▸ **List of tasks**
[a] Translate this sentence from the post about brushing teeth into Spanish: "My name is Pepper, and I do not brush my teeth."
[b] From the post about brushing teeth, write out the text that begins at the words "But I do not." and stops after "five or so.".
[c] According to the post about brushing teeth, why is the writer angry at society over tooth care? Answer in one to three sentences.

▸ **Passage shown**
____________

This is how I get all my hot dates.
“Hi, I’m Pepper. I don’t brush my teeth. Want to make out?”
But really. I don’t brush. This is the point at which back-pedalling usually becomes wise. “Well, no, of course I brush my teeth, that would just be ridiculous. Honestly.”
But I do not. My name is Pepper, and I do not brush my teeth.
Except for when I feel like it or when I consume carbohydrates, which might be once every day or every other day or five or so.
So shoot me. I do brush my teeth. I’m a little bit of a liar. But I don’t do it for hygiene, and I do it very reluctantly, and infrequently, and angrily. Fuck you society! Who are you to fuck up my teeth and then make me give you money to fix them? Who are you to tell me what to eat and what to clean? Who are you to create banes of humanity such as gingivitis and root canals?

____________

Entries from a data collection:

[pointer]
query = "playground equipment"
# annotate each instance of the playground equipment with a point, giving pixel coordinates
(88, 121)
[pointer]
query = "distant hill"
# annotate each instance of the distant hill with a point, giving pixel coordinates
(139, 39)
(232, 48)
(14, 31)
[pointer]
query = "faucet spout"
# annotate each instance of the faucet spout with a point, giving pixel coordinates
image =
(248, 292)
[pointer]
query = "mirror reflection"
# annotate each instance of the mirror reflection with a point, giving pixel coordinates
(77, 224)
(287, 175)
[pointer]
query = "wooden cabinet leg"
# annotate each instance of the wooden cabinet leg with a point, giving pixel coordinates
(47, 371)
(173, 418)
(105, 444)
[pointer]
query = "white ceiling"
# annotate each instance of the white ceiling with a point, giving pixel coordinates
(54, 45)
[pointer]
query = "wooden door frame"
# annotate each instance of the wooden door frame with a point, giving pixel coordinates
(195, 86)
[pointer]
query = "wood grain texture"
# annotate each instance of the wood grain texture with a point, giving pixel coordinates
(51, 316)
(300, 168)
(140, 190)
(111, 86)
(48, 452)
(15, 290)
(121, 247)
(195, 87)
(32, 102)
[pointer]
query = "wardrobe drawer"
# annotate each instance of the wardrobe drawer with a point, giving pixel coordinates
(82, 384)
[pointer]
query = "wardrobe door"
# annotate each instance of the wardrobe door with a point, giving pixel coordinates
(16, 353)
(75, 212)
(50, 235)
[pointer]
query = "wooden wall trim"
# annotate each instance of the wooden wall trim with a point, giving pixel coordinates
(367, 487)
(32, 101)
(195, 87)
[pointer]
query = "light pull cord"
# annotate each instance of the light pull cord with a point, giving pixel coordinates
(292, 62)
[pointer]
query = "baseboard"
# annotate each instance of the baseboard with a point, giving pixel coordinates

____________

▸ **Outputs for the tasks**
[a] Me llamo Pepper y no me cepillo los dientes.

[b]
But I do not. My name is Pepper, and I do not brush my teeth.
Except for when I feel like it or when I consume carbohydrates, which might be once every day or every other day or five or so.

[c] The writer resents society for ruining their teeth and then demanding money to fix them. The writer also objects to society dictating what to eat and what to clean, and to its creating afflictions such as gingivitis and root canals.